* begin *
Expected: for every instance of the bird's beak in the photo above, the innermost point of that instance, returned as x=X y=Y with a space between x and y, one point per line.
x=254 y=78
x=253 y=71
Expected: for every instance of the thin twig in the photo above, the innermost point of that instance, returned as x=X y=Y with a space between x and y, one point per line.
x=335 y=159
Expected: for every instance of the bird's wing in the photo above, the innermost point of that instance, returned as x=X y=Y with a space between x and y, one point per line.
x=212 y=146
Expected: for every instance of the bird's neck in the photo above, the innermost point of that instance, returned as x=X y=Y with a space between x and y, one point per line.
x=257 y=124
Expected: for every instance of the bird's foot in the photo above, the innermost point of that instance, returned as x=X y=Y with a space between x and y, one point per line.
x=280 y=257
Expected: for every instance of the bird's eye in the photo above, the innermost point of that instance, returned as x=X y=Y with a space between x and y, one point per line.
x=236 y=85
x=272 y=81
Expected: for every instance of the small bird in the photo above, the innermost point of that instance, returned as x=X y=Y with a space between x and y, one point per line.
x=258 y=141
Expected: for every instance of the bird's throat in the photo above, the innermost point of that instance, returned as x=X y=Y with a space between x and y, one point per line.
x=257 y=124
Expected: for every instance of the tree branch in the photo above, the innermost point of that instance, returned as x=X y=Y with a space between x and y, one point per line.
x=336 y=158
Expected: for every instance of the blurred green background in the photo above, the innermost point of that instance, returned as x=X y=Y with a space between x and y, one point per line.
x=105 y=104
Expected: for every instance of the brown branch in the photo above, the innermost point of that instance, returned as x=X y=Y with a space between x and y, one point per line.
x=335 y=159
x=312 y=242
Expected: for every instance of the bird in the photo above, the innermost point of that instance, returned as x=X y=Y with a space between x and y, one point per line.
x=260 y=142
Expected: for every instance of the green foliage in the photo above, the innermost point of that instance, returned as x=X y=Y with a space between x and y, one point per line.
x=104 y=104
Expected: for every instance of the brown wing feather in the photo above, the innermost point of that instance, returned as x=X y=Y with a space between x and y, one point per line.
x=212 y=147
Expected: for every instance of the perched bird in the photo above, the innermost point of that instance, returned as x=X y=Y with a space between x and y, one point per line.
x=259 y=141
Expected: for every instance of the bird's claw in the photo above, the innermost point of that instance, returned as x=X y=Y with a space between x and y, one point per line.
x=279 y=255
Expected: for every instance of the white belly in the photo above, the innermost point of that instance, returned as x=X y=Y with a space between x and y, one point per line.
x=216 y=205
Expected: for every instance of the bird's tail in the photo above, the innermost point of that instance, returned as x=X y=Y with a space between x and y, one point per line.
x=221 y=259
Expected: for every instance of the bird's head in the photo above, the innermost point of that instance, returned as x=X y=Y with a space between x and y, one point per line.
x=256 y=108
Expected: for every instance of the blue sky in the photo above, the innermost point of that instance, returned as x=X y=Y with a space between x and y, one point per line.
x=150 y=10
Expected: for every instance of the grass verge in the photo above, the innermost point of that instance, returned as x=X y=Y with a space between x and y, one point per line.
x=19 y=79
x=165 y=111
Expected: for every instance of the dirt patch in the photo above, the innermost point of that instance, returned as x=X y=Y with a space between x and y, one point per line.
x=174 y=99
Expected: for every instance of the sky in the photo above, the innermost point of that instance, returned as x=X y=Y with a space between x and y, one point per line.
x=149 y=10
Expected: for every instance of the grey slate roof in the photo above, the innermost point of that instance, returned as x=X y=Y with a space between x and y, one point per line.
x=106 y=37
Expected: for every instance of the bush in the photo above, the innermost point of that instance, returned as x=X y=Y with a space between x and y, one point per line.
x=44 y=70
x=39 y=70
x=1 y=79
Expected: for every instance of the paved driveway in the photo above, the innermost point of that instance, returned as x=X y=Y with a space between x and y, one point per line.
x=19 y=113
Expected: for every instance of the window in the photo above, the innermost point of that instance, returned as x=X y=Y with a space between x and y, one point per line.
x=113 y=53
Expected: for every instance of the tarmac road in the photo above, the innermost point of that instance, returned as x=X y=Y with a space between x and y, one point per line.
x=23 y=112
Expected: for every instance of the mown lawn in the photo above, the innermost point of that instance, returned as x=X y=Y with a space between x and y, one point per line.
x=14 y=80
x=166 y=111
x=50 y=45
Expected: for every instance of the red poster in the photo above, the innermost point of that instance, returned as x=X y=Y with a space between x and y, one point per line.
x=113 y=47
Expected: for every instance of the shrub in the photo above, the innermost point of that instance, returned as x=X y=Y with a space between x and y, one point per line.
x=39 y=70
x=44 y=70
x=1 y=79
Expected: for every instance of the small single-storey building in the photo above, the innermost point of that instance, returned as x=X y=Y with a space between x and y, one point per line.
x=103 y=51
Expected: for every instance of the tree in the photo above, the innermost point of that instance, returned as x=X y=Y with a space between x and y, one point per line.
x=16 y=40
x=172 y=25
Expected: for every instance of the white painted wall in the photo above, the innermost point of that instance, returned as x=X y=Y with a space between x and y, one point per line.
* end *
# EXERCISE REQUIREMENTS:
Each line from the one containing "Expected: for every instance of the small single-storey" to the end of the records should be echoed exactly, and no other line.

# EXERCISE ANSWER:
Expected: for every instance of the small single-storey building in the photo above, the innermost point of that instance, returned as x=X y=Y with a space between x and y, one point per line.
x=103 y=51
Expected: for every instance of the tree in the photo above, the innermost point of that instance, returned as x=X y=Y with a space between x and y, one point per line.
x=16 y=40
x=172 y=25
Expected: for every instance of the white painted wall in the photo above, the innermost point of that instance, returned as x=X y=Y with a space between x and y, one point per line.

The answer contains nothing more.